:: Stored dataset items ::
>>>
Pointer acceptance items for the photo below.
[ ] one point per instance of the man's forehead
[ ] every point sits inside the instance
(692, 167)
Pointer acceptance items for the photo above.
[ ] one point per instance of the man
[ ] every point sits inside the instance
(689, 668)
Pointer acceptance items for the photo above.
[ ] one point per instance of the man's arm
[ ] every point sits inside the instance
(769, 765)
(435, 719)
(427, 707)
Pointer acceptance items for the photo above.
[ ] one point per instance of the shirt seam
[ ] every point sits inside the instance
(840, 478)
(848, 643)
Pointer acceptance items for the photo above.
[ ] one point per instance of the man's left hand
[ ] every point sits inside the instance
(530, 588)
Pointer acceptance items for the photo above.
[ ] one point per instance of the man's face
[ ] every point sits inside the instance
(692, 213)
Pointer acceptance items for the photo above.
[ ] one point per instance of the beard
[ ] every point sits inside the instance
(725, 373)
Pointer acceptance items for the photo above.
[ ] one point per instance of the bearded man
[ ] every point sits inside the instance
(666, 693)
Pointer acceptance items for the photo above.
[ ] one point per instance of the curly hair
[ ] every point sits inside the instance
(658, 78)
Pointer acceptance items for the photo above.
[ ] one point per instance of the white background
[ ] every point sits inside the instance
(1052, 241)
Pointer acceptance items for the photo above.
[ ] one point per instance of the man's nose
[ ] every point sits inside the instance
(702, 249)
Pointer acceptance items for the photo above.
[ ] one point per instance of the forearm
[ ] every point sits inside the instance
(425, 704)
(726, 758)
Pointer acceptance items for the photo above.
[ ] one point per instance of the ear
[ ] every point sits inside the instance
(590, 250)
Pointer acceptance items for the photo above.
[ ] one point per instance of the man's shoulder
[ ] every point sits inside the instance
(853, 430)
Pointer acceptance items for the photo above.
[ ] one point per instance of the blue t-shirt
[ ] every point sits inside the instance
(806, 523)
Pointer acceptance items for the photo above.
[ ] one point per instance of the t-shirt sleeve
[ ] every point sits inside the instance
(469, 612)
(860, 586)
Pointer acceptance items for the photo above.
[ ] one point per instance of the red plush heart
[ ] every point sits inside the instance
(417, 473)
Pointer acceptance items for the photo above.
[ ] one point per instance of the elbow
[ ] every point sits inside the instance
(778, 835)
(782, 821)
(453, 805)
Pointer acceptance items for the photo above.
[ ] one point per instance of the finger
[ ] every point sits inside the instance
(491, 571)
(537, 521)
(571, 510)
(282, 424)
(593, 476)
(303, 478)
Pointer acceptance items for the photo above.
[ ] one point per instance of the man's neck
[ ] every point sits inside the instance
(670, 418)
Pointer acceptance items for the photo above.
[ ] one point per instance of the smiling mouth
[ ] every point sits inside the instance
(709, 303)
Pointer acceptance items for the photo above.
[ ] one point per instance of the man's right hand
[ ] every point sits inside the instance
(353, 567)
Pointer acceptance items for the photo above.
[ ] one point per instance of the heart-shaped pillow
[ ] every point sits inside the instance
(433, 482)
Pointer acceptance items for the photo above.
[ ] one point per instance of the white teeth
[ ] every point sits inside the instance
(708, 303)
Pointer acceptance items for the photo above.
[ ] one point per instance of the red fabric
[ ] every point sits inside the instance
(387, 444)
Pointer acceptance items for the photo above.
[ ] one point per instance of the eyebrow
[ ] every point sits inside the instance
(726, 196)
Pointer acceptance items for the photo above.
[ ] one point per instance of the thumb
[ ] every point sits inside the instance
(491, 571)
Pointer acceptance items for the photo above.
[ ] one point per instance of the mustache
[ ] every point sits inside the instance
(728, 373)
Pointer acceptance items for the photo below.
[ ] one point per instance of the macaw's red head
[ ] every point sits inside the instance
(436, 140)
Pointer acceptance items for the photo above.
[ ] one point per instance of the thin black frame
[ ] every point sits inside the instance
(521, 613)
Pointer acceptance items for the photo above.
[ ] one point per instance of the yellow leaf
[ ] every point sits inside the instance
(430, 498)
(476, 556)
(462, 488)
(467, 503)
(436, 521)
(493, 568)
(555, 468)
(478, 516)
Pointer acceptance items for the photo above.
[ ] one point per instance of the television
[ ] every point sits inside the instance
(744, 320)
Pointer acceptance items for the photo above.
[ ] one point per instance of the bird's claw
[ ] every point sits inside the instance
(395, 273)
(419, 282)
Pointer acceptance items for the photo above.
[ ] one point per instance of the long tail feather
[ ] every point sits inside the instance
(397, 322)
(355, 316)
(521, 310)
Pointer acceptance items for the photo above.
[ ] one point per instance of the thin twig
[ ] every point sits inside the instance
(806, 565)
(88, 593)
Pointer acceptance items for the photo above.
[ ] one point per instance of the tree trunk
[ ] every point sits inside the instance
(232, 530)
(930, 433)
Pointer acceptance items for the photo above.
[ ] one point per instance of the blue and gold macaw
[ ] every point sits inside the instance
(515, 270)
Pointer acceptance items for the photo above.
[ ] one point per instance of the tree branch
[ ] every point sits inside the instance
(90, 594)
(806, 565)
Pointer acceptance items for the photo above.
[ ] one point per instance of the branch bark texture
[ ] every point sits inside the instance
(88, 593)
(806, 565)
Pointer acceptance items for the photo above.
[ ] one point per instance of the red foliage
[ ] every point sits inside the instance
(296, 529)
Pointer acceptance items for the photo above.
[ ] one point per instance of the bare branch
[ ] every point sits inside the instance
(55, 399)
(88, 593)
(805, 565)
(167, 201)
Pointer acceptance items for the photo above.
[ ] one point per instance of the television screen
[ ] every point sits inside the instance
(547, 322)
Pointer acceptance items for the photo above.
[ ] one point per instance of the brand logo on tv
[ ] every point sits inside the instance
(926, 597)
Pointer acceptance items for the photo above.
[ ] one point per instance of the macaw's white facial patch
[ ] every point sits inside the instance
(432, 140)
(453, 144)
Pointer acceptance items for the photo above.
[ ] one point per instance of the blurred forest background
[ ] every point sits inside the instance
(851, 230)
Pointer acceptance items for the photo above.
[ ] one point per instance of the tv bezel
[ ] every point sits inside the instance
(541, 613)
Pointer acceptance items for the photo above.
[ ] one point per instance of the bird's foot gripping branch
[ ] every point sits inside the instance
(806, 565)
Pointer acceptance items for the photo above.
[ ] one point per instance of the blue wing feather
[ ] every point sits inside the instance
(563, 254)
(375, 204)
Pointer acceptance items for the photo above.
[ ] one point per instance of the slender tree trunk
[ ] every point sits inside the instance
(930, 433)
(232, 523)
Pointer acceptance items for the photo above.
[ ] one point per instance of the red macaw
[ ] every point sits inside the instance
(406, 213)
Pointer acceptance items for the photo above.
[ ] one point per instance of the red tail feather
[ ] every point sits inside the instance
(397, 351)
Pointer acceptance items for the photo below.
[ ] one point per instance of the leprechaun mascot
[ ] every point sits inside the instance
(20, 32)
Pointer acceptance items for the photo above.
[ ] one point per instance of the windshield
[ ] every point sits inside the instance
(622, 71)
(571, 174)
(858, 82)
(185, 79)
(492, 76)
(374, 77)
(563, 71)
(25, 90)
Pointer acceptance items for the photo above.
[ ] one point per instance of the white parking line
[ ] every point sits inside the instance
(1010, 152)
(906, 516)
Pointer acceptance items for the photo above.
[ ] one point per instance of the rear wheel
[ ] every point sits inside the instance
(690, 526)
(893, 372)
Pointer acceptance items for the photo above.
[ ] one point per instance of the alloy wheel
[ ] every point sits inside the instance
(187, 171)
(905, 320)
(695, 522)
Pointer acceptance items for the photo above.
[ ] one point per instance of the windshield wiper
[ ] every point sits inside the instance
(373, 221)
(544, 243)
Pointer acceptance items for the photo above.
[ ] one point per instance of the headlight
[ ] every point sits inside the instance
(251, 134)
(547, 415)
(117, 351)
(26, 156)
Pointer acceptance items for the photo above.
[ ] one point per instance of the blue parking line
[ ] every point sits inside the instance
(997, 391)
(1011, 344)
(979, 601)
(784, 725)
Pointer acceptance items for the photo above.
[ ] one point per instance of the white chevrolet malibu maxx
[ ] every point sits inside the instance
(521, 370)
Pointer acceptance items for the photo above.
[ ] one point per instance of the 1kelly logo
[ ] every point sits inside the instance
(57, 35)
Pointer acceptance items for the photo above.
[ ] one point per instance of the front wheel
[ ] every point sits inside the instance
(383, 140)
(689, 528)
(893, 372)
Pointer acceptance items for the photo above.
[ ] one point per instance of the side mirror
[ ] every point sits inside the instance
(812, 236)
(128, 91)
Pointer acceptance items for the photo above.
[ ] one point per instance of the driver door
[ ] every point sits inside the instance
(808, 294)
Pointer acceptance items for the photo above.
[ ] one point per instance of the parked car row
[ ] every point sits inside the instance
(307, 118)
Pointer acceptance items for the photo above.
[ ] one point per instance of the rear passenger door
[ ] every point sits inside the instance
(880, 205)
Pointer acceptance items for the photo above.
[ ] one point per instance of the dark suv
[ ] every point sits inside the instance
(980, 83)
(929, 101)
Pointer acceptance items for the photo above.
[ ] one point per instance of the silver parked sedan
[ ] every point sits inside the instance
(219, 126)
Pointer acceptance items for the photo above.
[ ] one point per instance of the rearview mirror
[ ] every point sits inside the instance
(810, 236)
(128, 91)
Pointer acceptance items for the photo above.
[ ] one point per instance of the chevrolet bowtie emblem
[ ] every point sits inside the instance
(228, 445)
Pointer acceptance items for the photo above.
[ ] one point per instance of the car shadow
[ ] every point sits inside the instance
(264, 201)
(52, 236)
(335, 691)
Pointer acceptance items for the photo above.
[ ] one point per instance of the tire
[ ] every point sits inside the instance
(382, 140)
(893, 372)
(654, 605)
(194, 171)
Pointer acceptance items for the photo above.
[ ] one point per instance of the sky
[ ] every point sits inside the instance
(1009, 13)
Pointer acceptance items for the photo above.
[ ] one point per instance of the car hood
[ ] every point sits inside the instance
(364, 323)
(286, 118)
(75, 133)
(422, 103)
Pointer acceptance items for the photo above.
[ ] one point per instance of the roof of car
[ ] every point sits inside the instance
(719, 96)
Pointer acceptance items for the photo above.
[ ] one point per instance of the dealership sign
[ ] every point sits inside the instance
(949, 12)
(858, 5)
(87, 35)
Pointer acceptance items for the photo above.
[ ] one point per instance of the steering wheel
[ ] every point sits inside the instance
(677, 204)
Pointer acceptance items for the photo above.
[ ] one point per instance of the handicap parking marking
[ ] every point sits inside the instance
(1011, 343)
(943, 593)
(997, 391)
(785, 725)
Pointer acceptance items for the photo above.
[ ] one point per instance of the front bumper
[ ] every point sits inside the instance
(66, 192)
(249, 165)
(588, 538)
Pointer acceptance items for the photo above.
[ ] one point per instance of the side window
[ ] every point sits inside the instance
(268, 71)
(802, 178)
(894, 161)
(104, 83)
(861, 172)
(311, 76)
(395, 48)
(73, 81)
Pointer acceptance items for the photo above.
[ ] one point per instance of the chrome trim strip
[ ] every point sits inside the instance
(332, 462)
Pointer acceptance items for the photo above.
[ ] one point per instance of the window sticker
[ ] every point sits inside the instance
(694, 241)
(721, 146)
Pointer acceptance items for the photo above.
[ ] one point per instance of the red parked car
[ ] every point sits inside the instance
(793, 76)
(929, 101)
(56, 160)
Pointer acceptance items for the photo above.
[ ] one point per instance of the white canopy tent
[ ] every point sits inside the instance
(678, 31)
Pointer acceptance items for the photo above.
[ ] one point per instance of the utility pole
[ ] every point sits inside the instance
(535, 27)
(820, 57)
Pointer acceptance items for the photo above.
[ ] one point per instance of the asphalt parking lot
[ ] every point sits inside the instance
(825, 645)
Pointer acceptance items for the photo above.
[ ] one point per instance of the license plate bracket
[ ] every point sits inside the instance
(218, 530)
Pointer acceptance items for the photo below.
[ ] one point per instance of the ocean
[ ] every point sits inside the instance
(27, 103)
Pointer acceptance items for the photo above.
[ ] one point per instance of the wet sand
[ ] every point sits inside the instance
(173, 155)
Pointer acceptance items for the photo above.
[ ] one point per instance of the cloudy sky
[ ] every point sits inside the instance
<<<
:: Stated goal ::
Return each line of the items above that contains the string "windshield", copied in full.

:: Complete output ::
[ ] one point per instance of the windshield
[ ] one point per instance of the windshield wiper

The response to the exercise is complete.